(Page excerpt)
|---|

He Doesn't Take Kindly to Health Food

Eric: Aren't beans technically not a vegetable?

Me: They're a legume.

Eric: Watch your mouth.

May 09, 2010

I Think I'm Being Mocked

Me: Stop, they know you're mocking them.

Eric: They shove their tongues up their own noses. They don't know what mocking is.

(a little bit later)

Eric: Does that goat know I'm mocking him too? He's old enough to know."

April 28, 2010

Kids: Stifling Sopranos Everywhere

"I didn't get to sing in the choir very much when we were in Kansas City because I was having babies and couldn't go much. In Greenville, I couldn't sing in the choir because I had to sit with the children that I'd had." ~my grandmother 

The Effects of Too Much Super Mario Brothers

"Why is it that when I'm carrying on a conversation in my head, it's always with an Italian guy's voice?" ~Eric

March 13, 2010

Critics Are Raving

"Well, al.com actually has some interesting stories. They've got Kendra, these dressed-up bears..." ~Eric

"I don't read the comments on al.com to be enlightened. I want flame wars." ~Eric

Why Winn-Dixie Moved The Beer

"People don't cook out anymore. They get drunk. Don't underestimate the importance of that statement." ~Eric

February 16, 2010

Emotional Drinker

"Where do you find the wine list that suggests the type of wine to go with anger and frustration rather than fish or chicken?" ~Valerie

February 14, 2010

Gotta Think About the Band...You Know, the One That Only Plays Once a Year

(completely out of the blue, except that we had just parked by an old pickup)

|---|

(What you should do)
Reproduce the quotes page word for word from "I Think I'm" to "little bit later)".

|---|

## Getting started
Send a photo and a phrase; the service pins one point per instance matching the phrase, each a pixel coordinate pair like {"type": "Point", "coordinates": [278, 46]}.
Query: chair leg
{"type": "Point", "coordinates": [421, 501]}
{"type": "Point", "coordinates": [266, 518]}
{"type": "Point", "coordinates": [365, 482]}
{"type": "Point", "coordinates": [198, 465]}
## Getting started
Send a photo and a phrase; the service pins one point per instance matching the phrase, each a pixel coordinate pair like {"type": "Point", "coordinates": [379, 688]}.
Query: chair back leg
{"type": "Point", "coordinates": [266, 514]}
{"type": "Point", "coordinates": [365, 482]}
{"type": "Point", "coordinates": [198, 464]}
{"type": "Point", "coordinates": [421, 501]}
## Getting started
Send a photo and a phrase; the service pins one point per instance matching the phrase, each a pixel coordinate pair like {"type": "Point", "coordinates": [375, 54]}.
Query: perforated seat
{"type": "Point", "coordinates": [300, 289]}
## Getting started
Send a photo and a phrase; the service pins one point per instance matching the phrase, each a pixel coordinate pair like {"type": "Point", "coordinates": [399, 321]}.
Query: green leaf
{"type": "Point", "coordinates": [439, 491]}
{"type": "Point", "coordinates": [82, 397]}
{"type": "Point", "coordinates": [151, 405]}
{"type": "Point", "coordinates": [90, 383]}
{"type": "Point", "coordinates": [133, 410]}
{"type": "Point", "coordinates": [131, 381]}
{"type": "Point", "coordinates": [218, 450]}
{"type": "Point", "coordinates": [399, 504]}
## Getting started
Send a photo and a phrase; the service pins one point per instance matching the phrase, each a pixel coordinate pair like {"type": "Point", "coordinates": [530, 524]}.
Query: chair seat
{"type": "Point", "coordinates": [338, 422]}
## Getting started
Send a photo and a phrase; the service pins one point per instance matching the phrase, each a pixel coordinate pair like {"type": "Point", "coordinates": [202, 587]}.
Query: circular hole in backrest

|---|

(Expected output)
I Think I'm Being Mocked

Me: Stop, they know you're mocking them.

Eric: They shove their tongues up their own noses. They don't know what mocking is.

(a little bit later)